> [RECORDS PROVIDED]
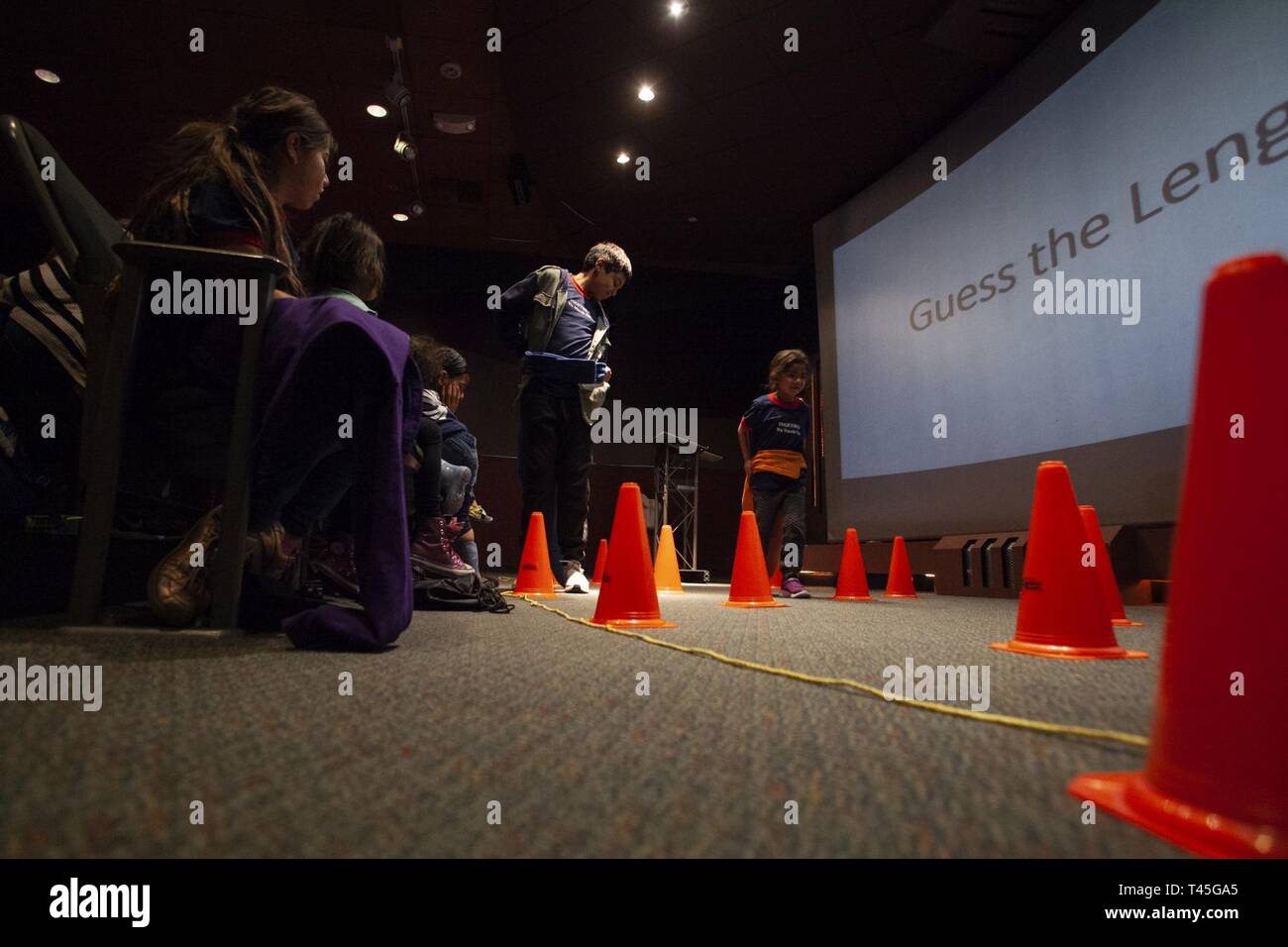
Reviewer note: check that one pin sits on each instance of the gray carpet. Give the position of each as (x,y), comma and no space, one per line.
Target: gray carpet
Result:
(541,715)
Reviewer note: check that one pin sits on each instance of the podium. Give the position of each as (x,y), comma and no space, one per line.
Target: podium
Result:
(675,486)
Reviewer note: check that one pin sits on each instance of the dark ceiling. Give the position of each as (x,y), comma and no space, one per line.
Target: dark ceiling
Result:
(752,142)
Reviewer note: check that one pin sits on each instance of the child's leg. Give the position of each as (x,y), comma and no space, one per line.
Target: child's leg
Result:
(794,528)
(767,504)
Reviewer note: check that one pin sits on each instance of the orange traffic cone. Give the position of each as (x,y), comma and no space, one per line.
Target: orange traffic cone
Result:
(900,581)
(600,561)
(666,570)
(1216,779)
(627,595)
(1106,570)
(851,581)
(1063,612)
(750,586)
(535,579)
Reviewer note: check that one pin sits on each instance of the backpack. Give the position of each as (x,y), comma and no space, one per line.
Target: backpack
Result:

> [TASK TO COMPLETE] Output all of the material above as a Markdown table with a Row column holding the line number and a Line column holding the line itself, leaving out any blank lines. Don't include the pictures.

> [CORRECT RESPONSE]
| Row | Line |
|---|---|
| 1 | Reviewer note: check that one pin sits on each instance of the gray carpet. Give the position of each as (x,y), comma and no space, one per line. |
| 2 | Target: gray carpet |
| 3 | Result: |
| 4 | (541,715) |
| 5 | Reviewer note: check that one pin sits on each instance of the podium. Give the position of each as (x,y), comma and no space, one per line. |
| 6 | Target: podium |
| 7 | Result: |
| 8 | (675,486) |
| 9 | Reviewer note: check that one pin sits on each instance of the dark ceiling. Give the position of each as (x,y), comma and no space, one per line. |
| 10 | Target: dark ceiling |
| 11 | Result: |
| 12 | (752,142) |
| 13 | Reviewer note: check that one pin sits on each instance of the child's leg. Give the position of each as (x,y), comma and no space, one per line. |
| 14 | Target: child's leg |
| 15 | Result: |
| 16 | (794,528) |
| 17 | (767,504) |
| 18 | Reviewer note: check that one pin sits on each instance of the orange traffic cone. Give the position of each as (x,y), comma and no space, one per line. |
| 19 | Target: orange traffic cone |
| 20 | Result: |
| 21 | (900,581) |
| 22 | (600,561) |
| 23 | (666,570) |
| 24 | (1216,779) |
| 25 | (627,595) |
| 26 | (1106,570) |
| 27 | (851,581) |
| 28 | (1063,612) |
| 29 | (750,586) |
| 30 | (535,579) |
| 31 | Reviewer note: check that one pin sits on each instance of the backpack. Give the position of each as (x,y), comma and no space, one per line. |
| 32 | Target: backpack |
| 33 | Result: |